§ **Source data**

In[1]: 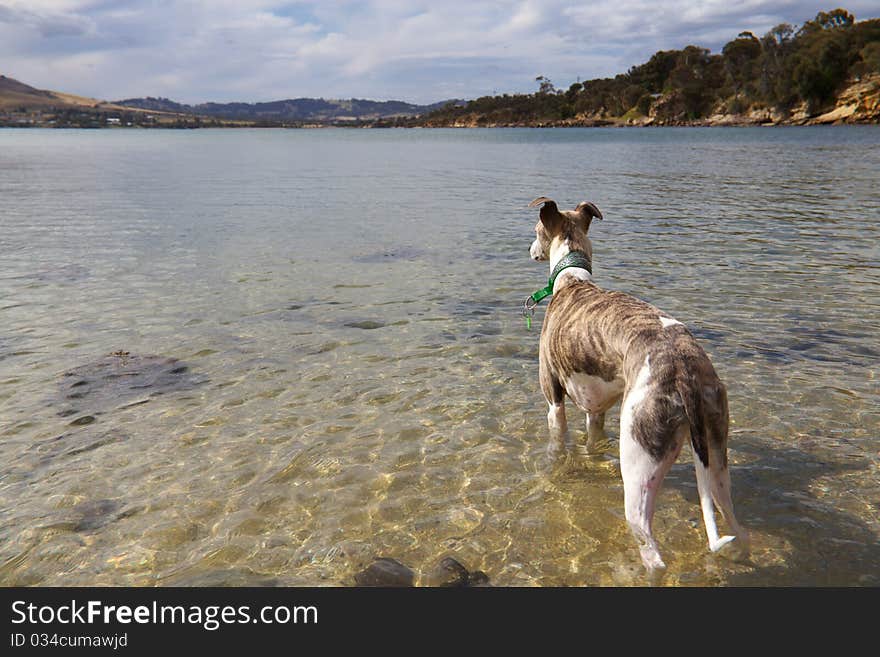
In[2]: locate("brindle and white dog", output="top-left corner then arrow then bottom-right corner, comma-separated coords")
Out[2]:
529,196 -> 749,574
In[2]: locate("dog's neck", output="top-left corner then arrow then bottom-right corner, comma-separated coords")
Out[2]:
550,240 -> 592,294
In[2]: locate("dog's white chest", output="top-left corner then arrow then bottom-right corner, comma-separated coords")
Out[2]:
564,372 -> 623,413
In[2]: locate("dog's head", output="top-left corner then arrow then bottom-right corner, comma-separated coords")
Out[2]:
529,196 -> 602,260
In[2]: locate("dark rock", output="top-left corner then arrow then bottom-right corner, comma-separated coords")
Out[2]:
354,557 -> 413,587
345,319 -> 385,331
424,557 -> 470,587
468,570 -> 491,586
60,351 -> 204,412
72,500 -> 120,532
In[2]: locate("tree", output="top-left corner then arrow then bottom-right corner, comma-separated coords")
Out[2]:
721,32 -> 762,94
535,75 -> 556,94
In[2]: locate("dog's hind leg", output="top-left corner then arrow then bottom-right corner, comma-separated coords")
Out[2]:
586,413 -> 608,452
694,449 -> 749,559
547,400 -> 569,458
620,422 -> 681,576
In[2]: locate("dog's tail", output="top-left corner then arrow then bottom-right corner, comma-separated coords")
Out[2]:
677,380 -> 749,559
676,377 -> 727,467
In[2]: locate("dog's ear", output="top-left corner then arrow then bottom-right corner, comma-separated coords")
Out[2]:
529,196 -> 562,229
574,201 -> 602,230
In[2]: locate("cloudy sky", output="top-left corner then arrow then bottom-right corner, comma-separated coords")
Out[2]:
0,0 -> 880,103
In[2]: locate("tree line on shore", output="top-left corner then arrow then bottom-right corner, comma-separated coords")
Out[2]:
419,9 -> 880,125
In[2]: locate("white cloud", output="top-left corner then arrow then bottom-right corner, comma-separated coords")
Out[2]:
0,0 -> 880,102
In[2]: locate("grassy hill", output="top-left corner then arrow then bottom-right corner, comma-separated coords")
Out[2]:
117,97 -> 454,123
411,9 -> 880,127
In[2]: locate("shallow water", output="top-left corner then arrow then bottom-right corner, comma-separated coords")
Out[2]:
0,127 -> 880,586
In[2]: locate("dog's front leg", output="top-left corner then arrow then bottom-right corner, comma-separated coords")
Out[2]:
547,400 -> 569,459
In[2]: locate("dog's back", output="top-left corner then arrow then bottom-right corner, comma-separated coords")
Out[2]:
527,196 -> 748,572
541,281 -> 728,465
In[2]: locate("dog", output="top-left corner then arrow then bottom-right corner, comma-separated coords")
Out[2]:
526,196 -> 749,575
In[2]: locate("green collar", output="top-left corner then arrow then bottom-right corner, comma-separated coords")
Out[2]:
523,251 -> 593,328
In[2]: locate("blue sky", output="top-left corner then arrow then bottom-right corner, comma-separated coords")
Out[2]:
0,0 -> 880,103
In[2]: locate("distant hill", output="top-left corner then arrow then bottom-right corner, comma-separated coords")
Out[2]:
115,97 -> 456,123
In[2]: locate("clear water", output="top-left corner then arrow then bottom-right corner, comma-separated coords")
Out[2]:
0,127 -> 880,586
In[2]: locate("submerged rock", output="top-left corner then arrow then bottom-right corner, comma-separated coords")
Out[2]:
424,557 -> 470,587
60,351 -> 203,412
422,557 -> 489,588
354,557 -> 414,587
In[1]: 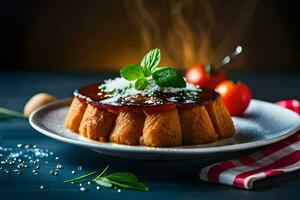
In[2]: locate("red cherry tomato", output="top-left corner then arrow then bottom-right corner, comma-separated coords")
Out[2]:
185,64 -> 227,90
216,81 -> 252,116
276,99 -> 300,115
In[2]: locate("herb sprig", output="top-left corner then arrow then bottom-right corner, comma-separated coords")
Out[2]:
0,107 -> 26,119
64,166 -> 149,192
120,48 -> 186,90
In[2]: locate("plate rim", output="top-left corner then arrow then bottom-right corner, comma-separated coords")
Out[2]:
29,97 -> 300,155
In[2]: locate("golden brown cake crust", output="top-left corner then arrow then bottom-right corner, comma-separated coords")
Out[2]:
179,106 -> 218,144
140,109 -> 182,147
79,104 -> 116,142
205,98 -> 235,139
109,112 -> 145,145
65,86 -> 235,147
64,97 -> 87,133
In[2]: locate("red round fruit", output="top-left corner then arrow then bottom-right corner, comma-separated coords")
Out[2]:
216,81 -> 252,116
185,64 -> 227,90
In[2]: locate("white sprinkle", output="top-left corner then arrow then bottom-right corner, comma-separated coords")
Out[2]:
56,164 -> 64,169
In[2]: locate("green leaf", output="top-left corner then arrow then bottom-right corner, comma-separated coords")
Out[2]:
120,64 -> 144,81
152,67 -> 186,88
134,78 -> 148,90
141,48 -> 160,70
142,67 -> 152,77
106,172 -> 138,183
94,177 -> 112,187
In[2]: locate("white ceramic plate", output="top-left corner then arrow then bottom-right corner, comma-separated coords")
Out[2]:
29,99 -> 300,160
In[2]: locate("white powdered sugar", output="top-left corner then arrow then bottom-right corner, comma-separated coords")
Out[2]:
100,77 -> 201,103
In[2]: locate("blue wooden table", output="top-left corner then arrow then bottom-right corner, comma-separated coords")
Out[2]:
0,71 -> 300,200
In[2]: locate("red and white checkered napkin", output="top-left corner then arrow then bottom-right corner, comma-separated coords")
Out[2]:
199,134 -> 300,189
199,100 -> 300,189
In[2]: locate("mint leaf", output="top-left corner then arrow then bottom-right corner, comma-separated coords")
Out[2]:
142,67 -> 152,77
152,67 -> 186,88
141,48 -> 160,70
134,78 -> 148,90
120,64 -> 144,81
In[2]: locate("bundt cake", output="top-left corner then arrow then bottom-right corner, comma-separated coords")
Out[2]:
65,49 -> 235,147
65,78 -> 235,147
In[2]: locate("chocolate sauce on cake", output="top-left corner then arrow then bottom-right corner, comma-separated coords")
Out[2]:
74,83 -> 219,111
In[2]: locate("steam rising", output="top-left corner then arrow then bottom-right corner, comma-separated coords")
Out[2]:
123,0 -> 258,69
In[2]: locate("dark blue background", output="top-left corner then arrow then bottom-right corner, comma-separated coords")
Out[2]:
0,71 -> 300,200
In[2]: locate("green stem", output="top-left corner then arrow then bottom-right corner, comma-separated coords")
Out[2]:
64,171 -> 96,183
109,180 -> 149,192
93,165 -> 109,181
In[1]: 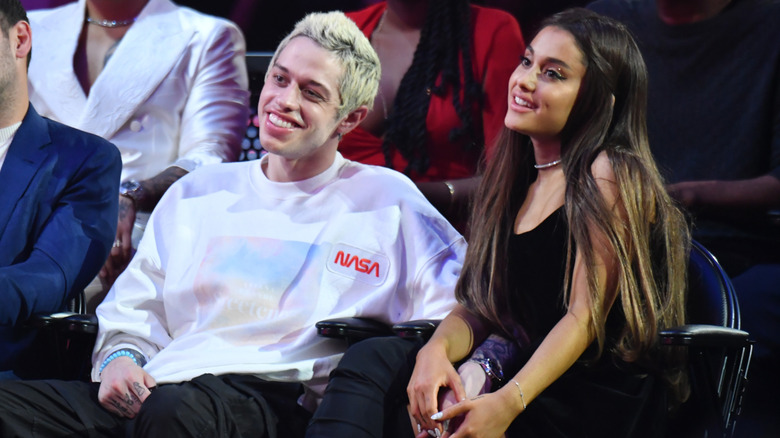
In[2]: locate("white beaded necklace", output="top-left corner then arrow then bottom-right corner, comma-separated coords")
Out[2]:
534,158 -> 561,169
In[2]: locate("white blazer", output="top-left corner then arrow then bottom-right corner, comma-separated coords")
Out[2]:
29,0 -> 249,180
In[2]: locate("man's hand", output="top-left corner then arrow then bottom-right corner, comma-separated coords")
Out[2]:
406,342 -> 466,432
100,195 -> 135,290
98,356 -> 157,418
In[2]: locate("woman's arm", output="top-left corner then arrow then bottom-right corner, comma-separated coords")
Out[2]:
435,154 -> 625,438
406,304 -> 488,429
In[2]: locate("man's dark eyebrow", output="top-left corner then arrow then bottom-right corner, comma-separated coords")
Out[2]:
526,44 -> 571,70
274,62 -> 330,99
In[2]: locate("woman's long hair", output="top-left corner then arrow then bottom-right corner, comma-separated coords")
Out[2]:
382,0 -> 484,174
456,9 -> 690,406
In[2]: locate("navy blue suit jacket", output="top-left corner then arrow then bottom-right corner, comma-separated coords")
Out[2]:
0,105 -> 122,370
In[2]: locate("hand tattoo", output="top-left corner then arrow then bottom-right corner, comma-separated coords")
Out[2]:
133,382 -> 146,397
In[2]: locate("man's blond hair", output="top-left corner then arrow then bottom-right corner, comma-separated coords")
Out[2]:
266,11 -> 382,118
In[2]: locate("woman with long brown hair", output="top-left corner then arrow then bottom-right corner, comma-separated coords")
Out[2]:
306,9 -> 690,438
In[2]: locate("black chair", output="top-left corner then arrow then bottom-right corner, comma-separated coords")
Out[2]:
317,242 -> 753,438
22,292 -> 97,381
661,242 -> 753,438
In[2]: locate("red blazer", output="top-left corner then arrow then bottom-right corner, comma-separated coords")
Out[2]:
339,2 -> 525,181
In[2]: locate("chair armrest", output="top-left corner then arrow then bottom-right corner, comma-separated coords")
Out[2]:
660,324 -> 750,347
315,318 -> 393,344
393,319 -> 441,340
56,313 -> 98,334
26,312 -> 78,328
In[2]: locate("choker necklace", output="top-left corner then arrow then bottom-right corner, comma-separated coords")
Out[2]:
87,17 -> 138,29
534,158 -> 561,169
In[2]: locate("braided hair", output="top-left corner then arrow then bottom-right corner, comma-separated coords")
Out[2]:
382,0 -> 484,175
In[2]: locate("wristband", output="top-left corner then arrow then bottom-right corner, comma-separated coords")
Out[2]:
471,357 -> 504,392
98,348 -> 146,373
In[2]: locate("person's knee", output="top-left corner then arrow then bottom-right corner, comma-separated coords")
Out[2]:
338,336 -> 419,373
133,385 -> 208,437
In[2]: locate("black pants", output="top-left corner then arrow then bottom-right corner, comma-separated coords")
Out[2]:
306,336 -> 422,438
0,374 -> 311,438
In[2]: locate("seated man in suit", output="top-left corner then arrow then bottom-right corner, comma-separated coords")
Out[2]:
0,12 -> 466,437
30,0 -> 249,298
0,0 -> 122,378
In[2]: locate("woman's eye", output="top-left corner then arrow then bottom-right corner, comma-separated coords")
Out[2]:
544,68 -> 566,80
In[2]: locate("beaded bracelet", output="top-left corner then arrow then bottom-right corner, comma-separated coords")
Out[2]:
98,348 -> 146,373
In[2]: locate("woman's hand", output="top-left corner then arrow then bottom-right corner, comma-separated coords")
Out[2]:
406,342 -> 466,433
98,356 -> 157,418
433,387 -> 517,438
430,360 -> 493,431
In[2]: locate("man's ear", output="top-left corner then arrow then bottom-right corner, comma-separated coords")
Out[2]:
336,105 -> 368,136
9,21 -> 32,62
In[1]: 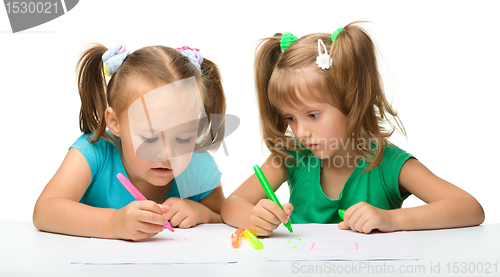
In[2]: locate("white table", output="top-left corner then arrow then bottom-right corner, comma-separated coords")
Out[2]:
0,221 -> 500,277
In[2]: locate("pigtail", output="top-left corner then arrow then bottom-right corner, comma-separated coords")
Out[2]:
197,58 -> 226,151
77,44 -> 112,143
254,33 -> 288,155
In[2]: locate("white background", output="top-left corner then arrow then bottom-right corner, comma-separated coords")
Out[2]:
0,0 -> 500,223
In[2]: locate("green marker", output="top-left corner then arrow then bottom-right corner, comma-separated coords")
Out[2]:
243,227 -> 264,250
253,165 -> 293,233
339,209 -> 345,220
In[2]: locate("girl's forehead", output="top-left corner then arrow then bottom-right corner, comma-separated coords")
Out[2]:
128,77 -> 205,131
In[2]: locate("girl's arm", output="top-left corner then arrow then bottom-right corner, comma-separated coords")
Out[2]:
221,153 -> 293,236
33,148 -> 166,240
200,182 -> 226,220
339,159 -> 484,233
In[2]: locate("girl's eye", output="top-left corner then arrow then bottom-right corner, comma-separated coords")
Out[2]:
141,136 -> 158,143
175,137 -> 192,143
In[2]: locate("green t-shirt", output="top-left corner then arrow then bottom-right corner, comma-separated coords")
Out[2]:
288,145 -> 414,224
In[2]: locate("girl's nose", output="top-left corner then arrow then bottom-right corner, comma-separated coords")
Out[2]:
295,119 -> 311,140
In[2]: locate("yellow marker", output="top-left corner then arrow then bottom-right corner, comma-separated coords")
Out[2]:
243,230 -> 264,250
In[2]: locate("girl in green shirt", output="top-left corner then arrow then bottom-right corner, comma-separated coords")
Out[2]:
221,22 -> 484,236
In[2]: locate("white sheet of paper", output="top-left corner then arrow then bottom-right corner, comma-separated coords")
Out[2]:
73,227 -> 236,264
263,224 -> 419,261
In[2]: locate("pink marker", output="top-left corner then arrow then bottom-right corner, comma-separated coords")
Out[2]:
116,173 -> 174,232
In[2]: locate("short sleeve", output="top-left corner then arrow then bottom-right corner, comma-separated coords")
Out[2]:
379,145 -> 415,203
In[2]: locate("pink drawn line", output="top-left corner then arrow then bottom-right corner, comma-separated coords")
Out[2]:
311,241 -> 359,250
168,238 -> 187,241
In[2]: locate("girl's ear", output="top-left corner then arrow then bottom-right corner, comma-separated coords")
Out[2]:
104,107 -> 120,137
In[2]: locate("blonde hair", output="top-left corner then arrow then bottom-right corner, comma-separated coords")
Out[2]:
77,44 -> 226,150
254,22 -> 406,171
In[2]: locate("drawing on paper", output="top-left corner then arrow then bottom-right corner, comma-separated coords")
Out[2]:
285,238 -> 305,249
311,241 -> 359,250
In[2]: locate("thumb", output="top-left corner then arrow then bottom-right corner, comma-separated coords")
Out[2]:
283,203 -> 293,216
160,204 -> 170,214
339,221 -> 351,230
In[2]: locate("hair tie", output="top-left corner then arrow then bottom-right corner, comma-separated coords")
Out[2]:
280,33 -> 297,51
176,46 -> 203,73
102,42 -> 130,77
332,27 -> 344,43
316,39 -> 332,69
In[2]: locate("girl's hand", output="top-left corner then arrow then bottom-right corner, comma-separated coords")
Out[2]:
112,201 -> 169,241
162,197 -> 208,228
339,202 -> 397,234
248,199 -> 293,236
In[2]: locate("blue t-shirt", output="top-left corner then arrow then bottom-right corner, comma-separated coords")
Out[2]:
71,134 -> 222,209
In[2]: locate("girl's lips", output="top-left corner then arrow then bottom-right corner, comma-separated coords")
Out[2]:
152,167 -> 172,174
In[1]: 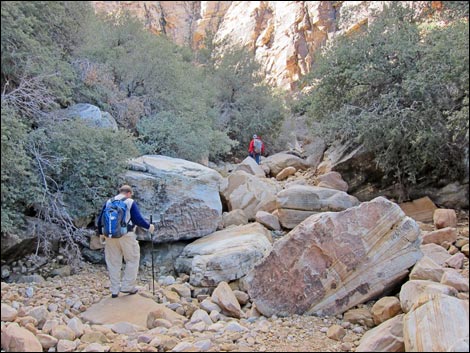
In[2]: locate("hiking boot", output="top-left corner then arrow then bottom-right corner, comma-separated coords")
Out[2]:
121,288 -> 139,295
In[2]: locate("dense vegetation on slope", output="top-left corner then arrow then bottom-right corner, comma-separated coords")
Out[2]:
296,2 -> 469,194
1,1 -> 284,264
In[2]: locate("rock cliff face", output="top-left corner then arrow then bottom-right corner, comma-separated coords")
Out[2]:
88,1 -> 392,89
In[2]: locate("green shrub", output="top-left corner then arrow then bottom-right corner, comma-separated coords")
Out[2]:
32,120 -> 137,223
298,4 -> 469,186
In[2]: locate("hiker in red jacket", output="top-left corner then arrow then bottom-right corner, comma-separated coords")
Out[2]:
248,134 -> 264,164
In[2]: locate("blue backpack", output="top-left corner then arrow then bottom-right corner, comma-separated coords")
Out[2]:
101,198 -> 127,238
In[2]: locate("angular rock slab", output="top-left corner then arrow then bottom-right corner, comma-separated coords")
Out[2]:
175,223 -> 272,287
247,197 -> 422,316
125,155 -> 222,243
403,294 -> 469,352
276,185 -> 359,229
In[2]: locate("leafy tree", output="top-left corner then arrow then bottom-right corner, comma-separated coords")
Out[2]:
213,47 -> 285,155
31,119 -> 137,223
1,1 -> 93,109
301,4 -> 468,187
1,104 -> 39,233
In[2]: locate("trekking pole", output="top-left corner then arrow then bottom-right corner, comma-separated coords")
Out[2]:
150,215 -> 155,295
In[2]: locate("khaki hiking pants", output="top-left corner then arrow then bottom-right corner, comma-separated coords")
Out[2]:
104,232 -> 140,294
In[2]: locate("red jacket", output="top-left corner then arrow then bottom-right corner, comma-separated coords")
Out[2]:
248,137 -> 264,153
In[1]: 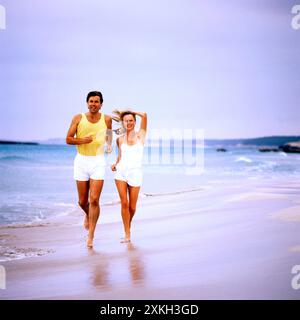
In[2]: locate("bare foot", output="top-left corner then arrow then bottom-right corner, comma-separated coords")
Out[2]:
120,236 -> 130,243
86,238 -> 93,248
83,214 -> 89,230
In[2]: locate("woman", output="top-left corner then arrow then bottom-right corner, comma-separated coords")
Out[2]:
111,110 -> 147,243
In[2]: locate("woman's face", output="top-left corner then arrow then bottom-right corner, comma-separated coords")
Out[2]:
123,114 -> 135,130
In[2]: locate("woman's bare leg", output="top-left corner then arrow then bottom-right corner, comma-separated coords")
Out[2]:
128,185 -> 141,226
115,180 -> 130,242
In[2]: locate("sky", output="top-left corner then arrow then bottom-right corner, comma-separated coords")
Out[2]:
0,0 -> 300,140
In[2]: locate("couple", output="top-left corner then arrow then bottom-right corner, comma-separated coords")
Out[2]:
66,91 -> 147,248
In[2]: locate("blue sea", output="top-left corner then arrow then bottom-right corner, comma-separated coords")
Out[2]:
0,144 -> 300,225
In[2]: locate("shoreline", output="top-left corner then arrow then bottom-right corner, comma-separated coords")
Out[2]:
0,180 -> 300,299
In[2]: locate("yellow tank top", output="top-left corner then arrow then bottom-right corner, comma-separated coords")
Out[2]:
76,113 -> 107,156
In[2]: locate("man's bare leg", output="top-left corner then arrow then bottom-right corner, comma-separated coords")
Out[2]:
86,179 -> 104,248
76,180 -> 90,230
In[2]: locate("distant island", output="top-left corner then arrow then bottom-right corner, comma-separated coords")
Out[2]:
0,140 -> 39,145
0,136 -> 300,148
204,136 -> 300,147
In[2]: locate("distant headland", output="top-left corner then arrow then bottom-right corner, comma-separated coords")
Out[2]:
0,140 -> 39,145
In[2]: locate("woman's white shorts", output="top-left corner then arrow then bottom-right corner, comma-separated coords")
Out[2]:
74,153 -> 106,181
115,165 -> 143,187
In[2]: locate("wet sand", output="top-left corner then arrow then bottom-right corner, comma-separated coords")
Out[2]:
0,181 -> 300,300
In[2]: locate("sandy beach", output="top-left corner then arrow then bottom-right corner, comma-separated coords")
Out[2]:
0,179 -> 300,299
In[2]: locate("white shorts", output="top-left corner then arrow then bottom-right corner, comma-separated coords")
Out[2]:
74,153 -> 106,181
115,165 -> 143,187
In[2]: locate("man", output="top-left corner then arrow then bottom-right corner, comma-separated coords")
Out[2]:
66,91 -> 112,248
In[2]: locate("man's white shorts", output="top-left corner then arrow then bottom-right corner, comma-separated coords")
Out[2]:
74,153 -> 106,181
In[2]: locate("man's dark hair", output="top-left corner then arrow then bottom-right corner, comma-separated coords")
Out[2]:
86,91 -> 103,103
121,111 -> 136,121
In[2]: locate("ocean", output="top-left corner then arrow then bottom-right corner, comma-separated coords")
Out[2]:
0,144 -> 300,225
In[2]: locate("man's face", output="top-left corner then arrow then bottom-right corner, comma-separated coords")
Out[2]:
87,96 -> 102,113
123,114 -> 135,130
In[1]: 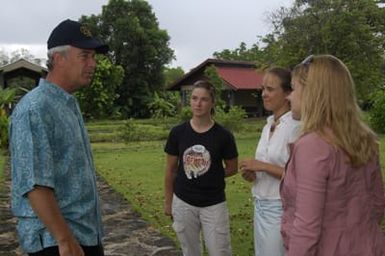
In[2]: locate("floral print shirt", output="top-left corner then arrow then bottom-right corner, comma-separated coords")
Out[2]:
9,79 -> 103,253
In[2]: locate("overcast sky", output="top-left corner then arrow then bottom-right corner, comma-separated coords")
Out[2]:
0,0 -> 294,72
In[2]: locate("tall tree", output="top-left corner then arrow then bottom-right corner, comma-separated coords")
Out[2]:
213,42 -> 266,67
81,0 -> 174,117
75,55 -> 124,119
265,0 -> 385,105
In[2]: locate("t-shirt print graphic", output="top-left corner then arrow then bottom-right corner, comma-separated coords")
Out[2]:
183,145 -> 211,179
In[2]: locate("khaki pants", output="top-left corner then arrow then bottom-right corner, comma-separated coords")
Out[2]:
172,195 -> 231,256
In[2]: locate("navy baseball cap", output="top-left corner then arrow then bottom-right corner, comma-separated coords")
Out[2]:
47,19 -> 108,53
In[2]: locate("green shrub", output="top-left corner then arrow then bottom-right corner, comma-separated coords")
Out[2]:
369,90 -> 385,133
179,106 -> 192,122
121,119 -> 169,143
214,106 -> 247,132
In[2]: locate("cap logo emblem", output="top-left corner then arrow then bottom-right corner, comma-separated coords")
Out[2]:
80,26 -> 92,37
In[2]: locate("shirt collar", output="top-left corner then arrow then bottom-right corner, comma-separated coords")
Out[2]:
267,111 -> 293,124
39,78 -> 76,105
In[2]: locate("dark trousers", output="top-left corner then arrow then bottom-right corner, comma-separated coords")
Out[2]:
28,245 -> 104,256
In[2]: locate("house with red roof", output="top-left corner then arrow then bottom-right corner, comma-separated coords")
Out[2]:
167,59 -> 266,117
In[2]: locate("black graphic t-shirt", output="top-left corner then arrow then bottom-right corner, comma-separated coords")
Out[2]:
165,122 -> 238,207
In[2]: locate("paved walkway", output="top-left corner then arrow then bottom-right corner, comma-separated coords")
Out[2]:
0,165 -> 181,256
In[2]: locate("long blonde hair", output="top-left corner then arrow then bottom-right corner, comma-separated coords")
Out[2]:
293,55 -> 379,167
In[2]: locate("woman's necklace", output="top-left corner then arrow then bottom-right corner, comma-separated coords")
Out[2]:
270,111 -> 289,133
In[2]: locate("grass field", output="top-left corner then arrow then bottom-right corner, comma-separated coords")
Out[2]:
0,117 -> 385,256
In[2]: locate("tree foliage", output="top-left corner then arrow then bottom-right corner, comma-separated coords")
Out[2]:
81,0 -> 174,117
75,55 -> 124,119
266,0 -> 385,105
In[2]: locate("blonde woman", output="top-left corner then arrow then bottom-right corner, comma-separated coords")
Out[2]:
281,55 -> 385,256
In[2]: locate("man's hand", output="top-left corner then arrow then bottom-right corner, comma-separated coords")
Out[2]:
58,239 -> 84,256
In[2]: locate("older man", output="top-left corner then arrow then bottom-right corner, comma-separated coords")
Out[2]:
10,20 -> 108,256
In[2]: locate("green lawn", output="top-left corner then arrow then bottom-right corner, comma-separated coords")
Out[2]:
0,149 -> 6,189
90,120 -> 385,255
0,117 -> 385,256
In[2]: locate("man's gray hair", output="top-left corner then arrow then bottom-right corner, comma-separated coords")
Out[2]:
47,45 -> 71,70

§ **Your goal**
State how many lines of the records contain the word "brown", giving only the number.

§ **Written reply**
2